▸ STATED TASK: Carry on the wrestling show recap from its last sentence.

▸ SUPPLIED PASSAGE:
^^^^

After the obligatory sappy Veteran’s Day video package (and some pre-show main event hype for Hardy/Finlay), still standing here in…not the U.S.!  That’s all that matters to Vince.  London, if you’re going to be a jerk about it.  And since this show is taped, I already know what’s going to happen!  Spoilers ahoy:


Matches happen.  Someone wins, someone loses.  People talk.


…Hope I didn’t ruin your day.


John Morrison, The Miz, and Jack Swagger w/ Rage Against the Machine-like tunes Vs.

Cryme Tyme and Tommy Dreamer


Aw, isn’t that cute, Tommy participates in the phantom dice game Cryme Tyme does when they come out.  Don’t do it, Tommy!  You won’t have enough phantom money to pay the phantom rent!


Aaaaaanyway, Tommy chases Swagger out at the start, and goes off on the remaining heels, before tagging in JTG.  Swagger goes toe to toe with JTG before demanding he tag Tommy in.  So he tags in Shad, who cleans house, tossing all the heels to the outside, before gorilla (RACIST~!) pressing JTG onto Swagger, and Dreamer Cannonballing into Miz and Morrison as we go to break.  Lack of humor, you say?  How dare you.  This is serious shit right here.  Lives depend on this match, damn it!  Am I selling the sizzle too much?


Back from break, Morrison is working over JTG, who became victim of the dastardly “during the break heel comeback.”  Happens to the best of us.  Miz once again decides to forgo wrestling holds for the most part (though he did do a nice stroke-like maneuver, so he’s not totally a lost cause) to continue the hurt, until Swagger and Morrison take their turns.  A handful of fans try and rally for JTG, which Striker decides to go into Tony Schiavone level over-selling, saying his water is shaking from the on fire crowd.  Umm, yeah.  Morrison’s advantage is short lived, however, as his opponent is JUST TOO GANGSTA.  Things go to total shit soon after JTG makes a tag, with everybody hitting their finishers, until it’s just Dreamer and Morrison.  Dreamer goes for the DDT, but it’s countered into the Moonlight Drive for the pin.


Winner:  John Morrison, The Miz, and Jack Swagger


What Stood Out:  It was OK, I guess.  Got kind of a meh feeling from it all.  Got the crowd going a little bit, so these guys are coming into their own pretty nicely.  So, I can’t complain.  I can yawn, however.



Quick cut to Matt Hardy in the back now, who cuts a quickie promo on his match tonight.  Blah blah, Finlay’s Irish, and that’s about all I got out of this.  Sometimes I just cannot get past the Hardy southern drawl.  This goes to the SmackDown Vs. Raw 2009 simulation of the main event.  This simulation is instantly better because Finlay’s entrance has his old music (which was cut off in about a half of a second) and NO HORNSWOGGLE.  Still won’t be buying that game, but I already like it more just from those two reasons.



More Cena hype, this time focusing on his Raw Debut.  Man, with his dick getting sucked so many times, he’ll have no energy for his title match.  On second thought, KEEP IT UP WWE!  Suck, suck like a Hoover damn it!



Mark Henry w/ Tony Atlas Vs. Oliver Biney (Local Douchefag)


The White boy challenge returns!  Gee, I wonder how this one ends.  Punches, splashes, slams of the world’s strongest variety, win.

^^^^

▸ DATA EXTRACT:
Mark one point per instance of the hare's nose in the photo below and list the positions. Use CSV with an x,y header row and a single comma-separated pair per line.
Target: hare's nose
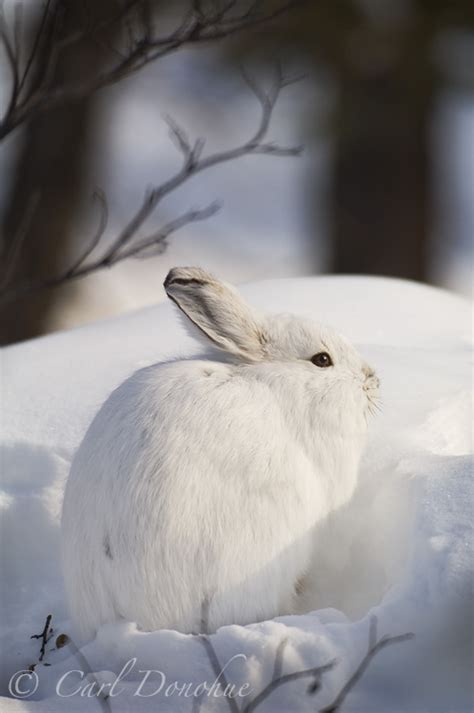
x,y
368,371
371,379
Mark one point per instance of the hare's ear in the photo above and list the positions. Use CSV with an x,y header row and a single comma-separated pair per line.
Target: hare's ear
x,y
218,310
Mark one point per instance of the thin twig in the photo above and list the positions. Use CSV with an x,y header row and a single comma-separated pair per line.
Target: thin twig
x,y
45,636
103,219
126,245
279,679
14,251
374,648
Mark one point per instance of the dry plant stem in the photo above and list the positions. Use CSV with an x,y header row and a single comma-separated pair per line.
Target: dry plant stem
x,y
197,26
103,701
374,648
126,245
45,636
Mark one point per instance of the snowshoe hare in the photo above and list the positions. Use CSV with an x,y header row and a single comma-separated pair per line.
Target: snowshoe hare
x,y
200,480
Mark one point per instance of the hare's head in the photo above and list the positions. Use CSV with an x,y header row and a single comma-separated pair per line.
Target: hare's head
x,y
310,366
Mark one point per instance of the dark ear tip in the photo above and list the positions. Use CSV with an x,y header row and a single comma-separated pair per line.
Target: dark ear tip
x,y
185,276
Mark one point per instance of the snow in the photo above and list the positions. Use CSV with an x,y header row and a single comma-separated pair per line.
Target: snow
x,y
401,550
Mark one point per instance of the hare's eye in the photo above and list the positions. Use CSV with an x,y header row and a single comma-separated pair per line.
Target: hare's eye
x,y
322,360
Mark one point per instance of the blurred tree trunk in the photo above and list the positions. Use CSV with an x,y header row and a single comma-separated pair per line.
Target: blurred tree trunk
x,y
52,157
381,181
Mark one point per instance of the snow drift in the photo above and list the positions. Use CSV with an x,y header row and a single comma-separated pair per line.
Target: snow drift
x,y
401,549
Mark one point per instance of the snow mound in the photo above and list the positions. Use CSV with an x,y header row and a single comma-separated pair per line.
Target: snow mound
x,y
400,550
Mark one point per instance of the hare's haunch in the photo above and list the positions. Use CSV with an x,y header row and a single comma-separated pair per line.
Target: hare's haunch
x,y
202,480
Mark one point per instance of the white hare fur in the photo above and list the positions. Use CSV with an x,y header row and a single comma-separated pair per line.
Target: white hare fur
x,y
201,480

^^^^

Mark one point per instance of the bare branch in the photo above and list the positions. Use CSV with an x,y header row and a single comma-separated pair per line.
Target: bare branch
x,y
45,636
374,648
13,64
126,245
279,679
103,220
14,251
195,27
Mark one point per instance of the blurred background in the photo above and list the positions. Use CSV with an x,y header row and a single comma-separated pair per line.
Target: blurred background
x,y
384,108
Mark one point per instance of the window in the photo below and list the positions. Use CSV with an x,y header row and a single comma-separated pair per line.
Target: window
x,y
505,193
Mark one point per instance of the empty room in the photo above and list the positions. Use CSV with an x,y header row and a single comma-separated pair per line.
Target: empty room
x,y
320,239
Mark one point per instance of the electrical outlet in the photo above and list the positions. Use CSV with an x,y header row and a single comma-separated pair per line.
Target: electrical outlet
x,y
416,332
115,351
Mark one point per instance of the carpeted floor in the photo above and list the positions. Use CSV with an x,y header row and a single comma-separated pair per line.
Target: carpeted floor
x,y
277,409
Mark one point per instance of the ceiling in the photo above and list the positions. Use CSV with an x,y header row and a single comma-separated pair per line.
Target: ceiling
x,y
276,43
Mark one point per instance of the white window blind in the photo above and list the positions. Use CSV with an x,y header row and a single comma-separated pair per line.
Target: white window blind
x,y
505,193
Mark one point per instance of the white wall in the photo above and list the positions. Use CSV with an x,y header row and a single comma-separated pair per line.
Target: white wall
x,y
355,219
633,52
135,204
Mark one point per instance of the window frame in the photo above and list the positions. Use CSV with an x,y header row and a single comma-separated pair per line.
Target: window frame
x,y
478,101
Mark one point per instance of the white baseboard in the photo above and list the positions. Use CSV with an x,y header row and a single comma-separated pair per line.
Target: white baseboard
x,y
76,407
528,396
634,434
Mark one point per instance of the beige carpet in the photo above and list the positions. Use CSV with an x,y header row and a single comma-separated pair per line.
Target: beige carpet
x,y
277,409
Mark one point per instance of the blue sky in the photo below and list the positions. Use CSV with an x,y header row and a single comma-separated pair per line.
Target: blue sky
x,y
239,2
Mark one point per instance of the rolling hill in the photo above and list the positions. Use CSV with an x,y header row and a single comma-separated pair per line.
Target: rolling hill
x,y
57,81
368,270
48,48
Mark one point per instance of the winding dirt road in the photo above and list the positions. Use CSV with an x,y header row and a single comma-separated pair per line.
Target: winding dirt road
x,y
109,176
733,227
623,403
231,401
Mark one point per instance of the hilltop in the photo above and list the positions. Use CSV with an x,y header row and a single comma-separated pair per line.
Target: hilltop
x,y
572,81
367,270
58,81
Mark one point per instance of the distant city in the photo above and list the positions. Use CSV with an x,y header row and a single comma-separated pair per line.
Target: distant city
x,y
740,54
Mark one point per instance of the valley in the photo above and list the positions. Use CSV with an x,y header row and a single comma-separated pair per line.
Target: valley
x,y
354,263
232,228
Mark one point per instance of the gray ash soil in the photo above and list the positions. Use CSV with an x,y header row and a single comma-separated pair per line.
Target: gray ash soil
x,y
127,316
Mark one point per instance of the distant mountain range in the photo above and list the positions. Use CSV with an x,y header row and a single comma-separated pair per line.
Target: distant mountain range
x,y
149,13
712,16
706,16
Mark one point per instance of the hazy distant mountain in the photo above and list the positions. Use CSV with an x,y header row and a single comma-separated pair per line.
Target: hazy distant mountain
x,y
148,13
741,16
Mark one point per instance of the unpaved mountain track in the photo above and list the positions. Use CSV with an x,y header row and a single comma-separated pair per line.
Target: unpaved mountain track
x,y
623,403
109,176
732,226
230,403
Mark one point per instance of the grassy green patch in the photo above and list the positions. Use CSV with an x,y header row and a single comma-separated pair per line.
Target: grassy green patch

^^^^

▸ EXERCISE RESPONSE:
Winner:  Mark Henry


What Stood Out:  The jobber got his own name card.  That counts for something, right?


Post-bell, Tard Grisham gets in the ring to ask Mizark’s prediction of the main event tonight.  Henry just snarls and breathes heavy, before basically throwing his arms up and walking away, shaking his head.  Simply put, GOLD.  Mark does have a very subdued charisma.  It’s hidden under all that fat, so I don’t blame you if you missed it.  Oh, also it gave us the visual of tiny Tard being sandwiched between two hulking black men.  I’ve been to West Philly enough times to see that scenario.  It only ends badly for whitey.  One more thing before the break, we get the quick tale of the tape between Hardy and Finlay, even mentioning famous family members.  Come on, people!  Matt is related to Jeff Hardy!  You guys like him, right!  Like Matt too!


Finlay w/Hornswoggle Vs. Matt Hardy, ECW Championship Match


They are giving this one ass-loads of time, as they started the entrances and introductions at about 9:35 P.M.  They both get the in-ring introductions, with the crowd being split down the middle.  You’d think with Finlay being more of a hometown boy, he’d get the edge, but I blame it on Londoners realizing how much Hornswoggle sucks.  That’s it, I’m moving to England.  If it’s good enough for a heavily racist former member of the black KKK, it’s good enough for me!


As expected for a match that is going to occupy half the show, this one starts out EXTREMEly slow.  Both guys exchange some basic chain wrestling, that the announcers struggle to build excitement on.  The crowd, responds in kind with stunning silence.  Striker goofs and accidentally calls Finlay “Fit.”  Oh no, now people might realize he existed before WWE!  I guess the crowd gets bored, as they start with the dueling chants, and they get some decent noise going as well.  No complaints there.  Hardy then manages to toss Finlay out of the ring, with Horny crawling under the ring as we go to break.  Interesting.  But not really.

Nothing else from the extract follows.